(Task item): When you reach the entries, transcribe each one exactly.

(Source records)
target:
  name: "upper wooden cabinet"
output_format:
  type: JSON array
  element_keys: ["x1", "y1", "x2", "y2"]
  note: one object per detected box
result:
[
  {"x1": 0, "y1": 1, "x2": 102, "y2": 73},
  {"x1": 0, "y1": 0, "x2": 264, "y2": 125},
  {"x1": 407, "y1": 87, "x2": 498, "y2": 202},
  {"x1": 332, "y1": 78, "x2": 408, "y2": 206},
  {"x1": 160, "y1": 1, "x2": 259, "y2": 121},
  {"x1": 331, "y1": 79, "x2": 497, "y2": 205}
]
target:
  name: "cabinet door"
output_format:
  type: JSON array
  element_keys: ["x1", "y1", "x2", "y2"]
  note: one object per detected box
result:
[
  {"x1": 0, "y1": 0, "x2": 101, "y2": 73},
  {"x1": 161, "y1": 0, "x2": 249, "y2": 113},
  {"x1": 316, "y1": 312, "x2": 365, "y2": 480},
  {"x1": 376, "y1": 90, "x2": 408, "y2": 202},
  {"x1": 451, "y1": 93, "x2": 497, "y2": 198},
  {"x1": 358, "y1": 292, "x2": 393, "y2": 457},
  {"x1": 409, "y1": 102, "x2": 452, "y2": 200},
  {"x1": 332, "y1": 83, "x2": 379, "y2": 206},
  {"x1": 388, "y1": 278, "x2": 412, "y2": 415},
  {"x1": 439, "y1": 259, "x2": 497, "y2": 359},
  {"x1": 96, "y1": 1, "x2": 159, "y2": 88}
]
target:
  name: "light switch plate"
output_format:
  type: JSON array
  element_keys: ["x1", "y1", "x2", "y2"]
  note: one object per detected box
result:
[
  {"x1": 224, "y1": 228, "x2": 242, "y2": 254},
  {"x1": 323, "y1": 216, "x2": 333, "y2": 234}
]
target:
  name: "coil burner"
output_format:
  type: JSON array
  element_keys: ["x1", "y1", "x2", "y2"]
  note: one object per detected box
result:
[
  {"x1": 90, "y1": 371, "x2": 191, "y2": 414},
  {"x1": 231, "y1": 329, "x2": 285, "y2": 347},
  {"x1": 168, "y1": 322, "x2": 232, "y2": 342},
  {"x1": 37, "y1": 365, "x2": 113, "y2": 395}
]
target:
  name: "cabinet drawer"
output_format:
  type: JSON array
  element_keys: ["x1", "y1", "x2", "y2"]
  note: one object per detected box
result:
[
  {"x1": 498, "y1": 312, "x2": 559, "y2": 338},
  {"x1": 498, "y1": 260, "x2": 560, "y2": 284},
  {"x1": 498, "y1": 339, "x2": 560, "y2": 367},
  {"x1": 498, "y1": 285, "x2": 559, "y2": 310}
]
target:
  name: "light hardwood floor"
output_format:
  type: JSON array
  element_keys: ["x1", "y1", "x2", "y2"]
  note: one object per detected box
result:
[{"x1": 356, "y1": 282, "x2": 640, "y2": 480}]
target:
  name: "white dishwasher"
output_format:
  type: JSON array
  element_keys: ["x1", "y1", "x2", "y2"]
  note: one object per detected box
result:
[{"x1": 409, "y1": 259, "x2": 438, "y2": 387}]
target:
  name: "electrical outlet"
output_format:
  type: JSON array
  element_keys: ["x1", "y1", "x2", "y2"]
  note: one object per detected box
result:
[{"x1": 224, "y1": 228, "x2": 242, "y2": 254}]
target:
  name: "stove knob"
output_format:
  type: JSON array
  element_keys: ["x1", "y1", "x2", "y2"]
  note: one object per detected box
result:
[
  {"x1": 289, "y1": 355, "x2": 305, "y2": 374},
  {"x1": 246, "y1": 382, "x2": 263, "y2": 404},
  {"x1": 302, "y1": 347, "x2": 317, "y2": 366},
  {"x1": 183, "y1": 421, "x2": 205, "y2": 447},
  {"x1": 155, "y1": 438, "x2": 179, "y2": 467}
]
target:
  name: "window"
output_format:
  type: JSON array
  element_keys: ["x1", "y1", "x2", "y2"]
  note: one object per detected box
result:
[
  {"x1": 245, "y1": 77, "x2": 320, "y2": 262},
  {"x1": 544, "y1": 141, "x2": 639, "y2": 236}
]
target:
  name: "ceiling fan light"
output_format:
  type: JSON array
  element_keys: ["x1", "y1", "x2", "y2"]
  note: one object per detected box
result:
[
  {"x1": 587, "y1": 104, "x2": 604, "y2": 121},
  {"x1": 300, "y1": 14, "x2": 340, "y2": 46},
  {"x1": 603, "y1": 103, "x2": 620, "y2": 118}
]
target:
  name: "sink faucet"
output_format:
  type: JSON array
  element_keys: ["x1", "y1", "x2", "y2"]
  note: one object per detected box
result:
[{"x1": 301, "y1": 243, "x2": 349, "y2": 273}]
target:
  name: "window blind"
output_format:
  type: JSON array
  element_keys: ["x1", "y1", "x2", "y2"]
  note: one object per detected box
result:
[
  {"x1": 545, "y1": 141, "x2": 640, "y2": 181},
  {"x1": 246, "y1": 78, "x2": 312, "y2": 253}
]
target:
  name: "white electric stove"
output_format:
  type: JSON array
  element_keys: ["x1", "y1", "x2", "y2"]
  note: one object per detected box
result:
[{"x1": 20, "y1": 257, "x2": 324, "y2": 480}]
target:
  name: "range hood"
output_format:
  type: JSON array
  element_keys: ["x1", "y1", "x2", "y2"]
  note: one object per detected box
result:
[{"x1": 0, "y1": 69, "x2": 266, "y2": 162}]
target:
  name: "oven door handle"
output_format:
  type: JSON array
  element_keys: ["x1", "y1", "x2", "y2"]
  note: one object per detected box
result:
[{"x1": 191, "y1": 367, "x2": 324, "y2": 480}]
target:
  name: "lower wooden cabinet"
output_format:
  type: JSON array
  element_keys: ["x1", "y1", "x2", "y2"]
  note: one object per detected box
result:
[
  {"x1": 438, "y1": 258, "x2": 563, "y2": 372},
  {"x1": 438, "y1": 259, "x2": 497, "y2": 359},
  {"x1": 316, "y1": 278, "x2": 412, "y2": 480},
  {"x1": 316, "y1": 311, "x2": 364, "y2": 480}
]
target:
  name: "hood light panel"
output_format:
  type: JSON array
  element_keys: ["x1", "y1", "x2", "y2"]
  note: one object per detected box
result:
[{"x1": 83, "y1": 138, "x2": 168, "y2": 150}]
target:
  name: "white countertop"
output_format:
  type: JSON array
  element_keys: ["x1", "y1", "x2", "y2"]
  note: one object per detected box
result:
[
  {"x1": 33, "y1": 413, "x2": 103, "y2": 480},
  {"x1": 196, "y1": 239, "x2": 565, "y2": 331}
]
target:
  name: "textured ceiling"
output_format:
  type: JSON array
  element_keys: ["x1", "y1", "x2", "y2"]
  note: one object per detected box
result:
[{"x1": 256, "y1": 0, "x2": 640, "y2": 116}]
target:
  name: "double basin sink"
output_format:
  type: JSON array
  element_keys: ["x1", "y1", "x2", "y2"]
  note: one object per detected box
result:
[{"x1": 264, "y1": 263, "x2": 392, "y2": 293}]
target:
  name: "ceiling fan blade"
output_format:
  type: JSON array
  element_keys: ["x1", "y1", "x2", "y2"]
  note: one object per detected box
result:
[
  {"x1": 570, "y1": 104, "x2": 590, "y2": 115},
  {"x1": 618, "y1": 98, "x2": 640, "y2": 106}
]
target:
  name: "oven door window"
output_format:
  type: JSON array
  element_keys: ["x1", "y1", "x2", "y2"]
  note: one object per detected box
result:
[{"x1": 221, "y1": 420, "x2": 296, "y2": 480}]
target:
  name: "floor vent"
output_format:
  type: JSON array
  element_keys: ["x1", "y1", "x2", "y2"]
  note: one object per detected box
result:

(Response to the exercise):
target:
  name: "upper wooden cabinet"
output_format:
  type: JSON array
  element_keys: ["x1", "y1", "x2", "y2"]
  note: one object per detected box
result:
[
  {"x1": 0, "y1": 1, "x2": 102, "y2": 73},
  {"x1": 0, "y1": 0, "x2": 264, "y2": 125},
  {"x1": 407, "y1": 87, "x2": 498, "y2": 202},
  {"x1": 332, "y1": 78, "x2": 408, "y2": 206},
  {"x1": 160, "y1": 1, "x2": 259, "y2": 121},
  {"x1": 331, "y1": 79, "x2": 497, "y2": 205}
]
target:
  name: "cabinet door"
output_format:
  type: JSON array
  element_keys: ["x1", "y1", "x2", "y2"]
  note: one object per detected box
result:
[
  {"x1": 0, "y1": 0, "x2": 101, "y2": 73},
  {"x1": 161, "y1": 0, "x2": 249, "y2": 113},
  {"x1": 316, "y1": 312, "x2": 365, "y2": 480},
  {"x1": 376, "y1": 90, "x2": 408, "y2": 202},
  {"x1": 451, "y1": 93, "x2": 497, "y2": 198},
  {"x1": 358, "y1": 292, "x2": 393, "y2": 457},
  {"x1": 409, "y1": 102, "x2": 452, "y2": 200},
  {"x1": 332, "y1": 83, "x2": 379, "y2": 206},
  {"x1": 388, "y1": 278, "x2": 412, "y2": 415},
  {"x1": 439, "y1": 259, "x2": 497, "y2": 359},
  {"x1": 96, "y1": 1, "x2": 159, "y2": 88}
]
target:
  name: "light switch plate"
output_format:
  type: JSON array
  element_keys: ["x1", "y1", "x2", "y2"]
  note: one object per detected box
result:
[
  {"x1": 224, "y1": 228, "x2": 242, "y2": 254},
  {"x1": 323, "y1": 216, "x2": 333, "y2": 234}
]
target:
  name: "coil burner"
output_format:
  type: JSON array
  element_keys: ["x1", "y1", "x2", "y2"]
  note: one object per detected box
result:
[
  {"x1": 90, "y1": 371, "x2": 191, "y2": 414},
  {"x1": 231, "y1": 329, "x2": 285, "y2": 347},
  {"x1": 168, "y1": 322, "x2": 232, "y2": 342},
  {"x1": 37, "y1": 365, "x2": 113, "y2": 395}
]
target:
  name: "cabinet drawer"
output_format:
  type: JSON array
  element_keys: ["x1", "y1", "x2", "y2"]
  note: one object per detected box
result:
[
  {"x1": 498, "y1": 312, "x2": 559, "y2": 338},
  {"x1": 498, "y1": 260, "x2": 560, "y2": 284},
  {"x1": 498, "y1": 339, "x2": 560, "y2": 367},
  {"x1": 498, "y1": 285, "x2": 559, "y2": 310}
]
target:
  name: "light hardwood floor"
output_format:
  type: JSON array
  element_keys: ["x1", "y1", "x2", "y2"]
  note: one object per detected box
result:
[{"x1": 356, "y1": 282, "x2": 640, "y2": 480}]
target:
  name: "white dishwasher"
output_format:
  type: JSON array
  element_keys: ["x1", "y1", "x2", "y2"]
  note: one object per detected box
result:
[{"x1": 409, "y1": 259, "x2": 438, "y2": 387}]
target:
  name: "electrical outlet"
output_format:
  type: JSON array
  element_keys: ["x1", "y1", "x2", "y2"]
  note: one object per detected box
result:
[{"x1": 224, "y1": 228, "x2": 242, "y2": 254}]
target:
  name: "stove knob"
output_format:
  type: JSON array
  element_keys: ["x1", "y1", "x2", "y2"]
  note: one object per detected box
result:
[
  {"x1": 289, "y1": 355, "x2": 305, "y2": 374},
  {"x1": 246, "y1": 382, "x2": 263, "y2": 404},
  {"x1": 302, "y1": 347, "x2": 317, "y2": 366},
  {"x1": 183, "y1": 421, "x2": 205, "y2": 447},
  {"x1": 155, "y1": 438, "x2": 179, "y2": 467}
]
target:
  name: "window"
output_format:
  type: JSON array
  element_keys: ["x1", "y1", "x2", "y2"]
  note: one object per detected box
result:
[
  {"x1": 245, "y1": 77, "x2": 320, "y2": 262},
  {"x1": 544, "y1": 141, "x2": 639, "y2": 236}
]
target:
  name: "ceiling fan light"
output_format:
  type: JSON array
  element_keys: ["x1", "y1", "x2", "y2"]
  note: one object per detected box
result:
[
  {"x1": 587, "y1": 104, "x2": 604, "y2": 121},
  {"x1": 300, "y1": 14, "x2": 340, "y2": 46},
  {"x1": 603, "y1": 103, "x2": 620, "y2": 118}
]
target:
  name: "sink faucet"
output_format:
  type: JSON array
  element_keys: ["x1", "y1", "x2", "y2"]
  note: one object per detected box
result:
[{"x1": 301, "y1": 243, "x2": 349, "y2": 273}]
target:
  name: "window blind"
output_format:
  type: JSON array
  element_keys: ["x1", "y1", "x2", "y2"]
  note: one object per detected box
result:
[
  {"x1": 545, "y1": 141, "x2": 640, "y2": 181},
  {"x1": 246, "y1": 78, "x2": 312, "y2": 253}
]
target:
  name: "white electric stove"
output_format:
  type: JSON array
  element_keys: ["x1", "y1", "x2", "y2"]
  note: one object per detected box
result:
[{"x1": 20, "y1": 257, "x2": 324, "y2": 480}]
target:
  name: "range hood"
output_format:
  type: JSON array
  element_keys: ["x1", "y1", "x2", "y2"]
  note: one object per detected box
result:
[{"x1": 0, "y1": 69, "x2": 266, "y2": 162}]
target:
  name: "oven door handle"
output_format:
  type: JSON array
  element_keys: ["x1", "y1", "x2", "y2"]
  note: one object per detected box
result:
[{"x1": 191, "y1": 367, "x2": 324, "y2": 480}]
target:
  name: "lower wooden cabinet"
output_format:
  type: JSON array
  element_keys: ["x1", "y1", "x2", "y2"]
  note: one object per detected box
result:
[
  {"x1": 438, "y1": 258, "x2": 563, "y2": 372},
  {"x1": 438, "y1": 259, "x2": 497, "y2": 359},
  {"x1": 316, "y1": 278, "x2": 412, "y2": 480},
  {"x1": 316, "y1": 311, "x2": 364, "y2": 480}
]
target:
  name: "hood light panel"
output_format:
  type: JSON array
  element_keys: ["x1", "y1", "x2", "y2"]
  note: one object per detected box
result:
[{"x1": 83, "y1": 138, "x2": 168, "y2": 150}]
target:
  name: "white countertop"
output_format:
  type: JSON array
  element_keys: ["x1", "y1", "x2", "y2"]
  note: one object per detected box
result:
[
  {"x1": 33, "y1": 413, "x2": 103, "y2": 480},
  {"x1": 196, "y1": 239, "x2": 565, "y2": 331}
]
target:
  name: "textured ceiling"
output_format:
  type: JSON array
  element_keys: ["x1", "y1", "x2", "y2"]
  note: one object per detected box
result:
[{"x1": 256, "y1": 0, "x2": 640, "y2": 116}]
target:
  name: "double basin sink"
output_format:
  type: JSON array
  element_keys: ["x1", "y1", "x2", "y2"]
  note: one object per detected box
result:
[{"x1": 264, "y1": 263, "x2": 392, "y2": 293}]
target:
  name: "ceiling fan blade"
output_format:
  type: JSON array
  element_keys: ["x1", "y1", "x2", "y2"]
  note: one object per detected box
result:
[
  {"x1": 570, "y1": 104, "x2": 590, "y2": 115},
  {"x1": 618, "y1": 98, "x2": 640, "y2": 106}
]
target:
  name: "oven door window"
output_format:
  type: JSON array
  element_keys: ["x1", "y1", "x2", "y2"]
  note: one object per detected box
result:
[{"x1": 221, "y1": 420, "x2": 296, "y2": 480}]
target:
  name: "floor vent"
output_format:
  type: JSON array
  element_keys: ["x1", "y1", "x2", "y2"]
  note: one object per detected box
result:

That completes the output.